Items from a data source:
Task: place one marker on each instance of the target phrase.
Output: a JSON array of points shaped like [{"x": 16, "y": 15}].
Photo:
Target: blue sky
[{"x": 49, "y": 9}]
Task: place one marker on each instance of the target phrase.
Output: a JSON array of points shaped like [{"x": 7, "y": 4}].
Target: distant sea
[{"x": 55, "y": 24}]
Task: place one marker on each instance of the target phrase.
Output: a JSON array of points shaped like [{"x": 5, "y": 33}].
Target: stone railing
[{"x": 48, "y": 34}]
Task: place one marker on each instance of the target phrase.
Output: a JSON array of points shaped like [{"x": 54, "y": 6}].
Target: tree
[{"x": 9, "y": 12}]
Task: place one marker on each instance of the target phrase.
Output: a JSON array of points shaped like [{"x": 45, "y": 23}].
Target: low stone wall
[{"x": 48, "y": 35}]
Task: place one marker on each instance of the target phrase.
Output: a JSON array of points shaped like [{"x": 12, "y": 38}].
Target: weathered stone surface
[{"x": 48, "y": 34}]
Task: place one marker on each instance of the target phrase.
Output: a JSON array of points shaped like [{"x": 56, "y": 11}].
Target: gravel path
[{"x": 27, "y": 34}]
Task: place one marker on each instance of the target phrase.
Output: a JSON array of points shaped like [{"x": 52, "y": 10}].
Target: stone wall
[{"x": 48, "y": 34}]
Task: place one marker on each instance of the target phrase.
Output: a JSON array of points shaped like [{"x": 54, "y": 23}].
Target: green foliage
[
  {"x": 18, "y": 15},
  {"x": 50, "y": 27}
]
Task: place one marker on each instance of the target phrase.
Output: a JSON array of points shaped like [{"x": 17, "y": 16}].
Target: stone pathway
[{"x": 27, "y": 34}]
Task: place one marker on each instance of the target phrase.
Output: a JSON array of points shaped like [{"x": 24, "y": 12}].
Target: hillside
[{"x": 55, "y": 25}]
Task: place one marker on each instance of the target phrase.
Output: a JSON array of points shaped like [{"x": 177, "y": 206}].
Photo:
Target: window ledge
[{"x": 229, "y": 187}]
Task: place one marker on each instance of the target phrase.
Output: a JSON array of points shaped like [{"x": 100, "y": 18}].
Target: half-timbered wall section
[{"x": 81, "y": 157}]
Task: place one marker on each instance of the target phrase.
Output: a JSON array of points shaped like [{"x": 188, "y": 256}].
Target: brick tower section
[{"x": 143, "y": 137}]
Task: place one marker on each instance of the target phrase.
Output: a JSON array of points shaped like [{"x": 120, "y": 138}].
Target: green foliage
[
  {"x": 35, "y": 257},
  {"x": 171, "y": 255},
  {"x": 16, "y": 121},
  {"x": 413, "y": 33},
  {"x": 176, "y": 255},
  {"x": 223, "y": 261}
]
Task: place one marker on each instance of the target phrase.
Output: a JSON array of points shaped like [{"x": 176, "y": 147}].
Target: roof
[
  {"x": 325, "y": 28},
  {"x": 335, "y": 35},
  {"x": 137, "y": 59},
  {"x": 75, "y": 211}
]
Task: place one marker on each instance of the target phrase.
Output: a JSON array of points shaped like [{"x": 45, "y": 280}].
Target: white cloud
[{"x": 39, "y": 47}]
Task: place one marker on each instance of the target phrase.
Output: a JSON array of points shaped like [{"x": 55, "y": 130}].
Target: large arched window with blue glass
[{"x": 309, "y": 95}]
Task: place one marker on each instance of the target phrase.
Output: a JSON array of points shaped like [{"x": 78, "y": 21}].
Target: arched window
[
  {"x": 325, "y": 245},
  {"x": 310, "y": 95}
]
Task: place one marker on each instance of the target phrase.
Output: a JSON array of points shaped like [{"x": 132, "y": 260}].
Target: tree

### Requirements
Pick out every line in the records above that contains the word "section", and copy each one. Case counts.

### Answer to this task
Target: half-timbered wall section
Target: brick tower section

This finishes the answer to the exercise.